— WHAT YOU ARE ASKED TO DO —
Return the records in full, exactly as given.

Top of EXERCISE DATA

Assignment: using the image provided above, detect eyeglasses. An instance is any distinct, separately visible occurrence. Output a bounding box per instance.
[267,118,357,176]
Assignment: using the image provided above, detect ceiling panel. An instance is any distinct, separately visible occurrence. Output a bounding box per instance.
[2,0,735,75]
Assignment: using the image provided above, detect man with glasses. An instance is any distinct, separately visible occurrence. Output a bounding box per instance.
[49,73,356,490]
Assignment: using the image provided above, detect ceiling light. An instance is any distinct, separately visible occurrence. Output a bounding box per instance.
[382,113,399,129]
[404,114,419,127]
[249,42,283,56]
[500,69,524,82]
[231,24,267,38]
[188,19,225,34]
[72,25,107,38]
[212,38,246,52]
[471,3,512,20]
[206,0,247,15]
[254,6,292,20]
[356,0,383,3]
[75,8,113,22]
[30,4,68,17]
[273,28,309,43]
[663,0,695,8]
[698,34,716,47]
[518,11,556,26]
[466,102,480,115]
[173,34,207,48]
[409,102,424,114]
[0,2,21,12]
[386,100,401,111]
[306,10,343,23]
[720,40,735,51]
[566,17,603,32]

Bottom of EXERCISE DATA

— RESPONSE BELOW —
Assignment: using the image provided above, detect eyeglasses. An instance is any distinct, separately visible occurrence. Output a bounding box per instance.
[267,118,357,176]
Assignment: using the image provided above, detect ceiling panel. An instance is any distinct, separately visible occurrence. Output a bounding box per instance.
[2,0,735,75]
Assignment: using the image provided above, detect man with glasses. An instance is any distinct, separately visible occurrence. Output a bounding box per instance.
[49,73,356,490]
Assignment: using the image provided above, detect ceiling light. An instance is any distinct, separately visible occurrence. Output a bounding box per instance.
[382,113,399,129]
[404,114,419,127]
[249,42,283,56]
[500,69,524,82]
[231,24,267,38]
[188,19,225,34]
[72,25,107,38]
[212,38,246,52]
[471,3,512,20]
[206,0,247,15]
[254,6,292,20]
[356,0,383,3]
[75,8,113,22]
[30,4,68,17]
[273,28,309,43]
[663,0,695,8]
[698,34,716,47]
[518,11,556,26]
[466,102,480,115]
[173,34,207,48]
[409,102,424,114]
[0,2,21,12]
[386,100,401,111]
[306,10,343,23]
[720,40,735,51]
[566,17,603,32]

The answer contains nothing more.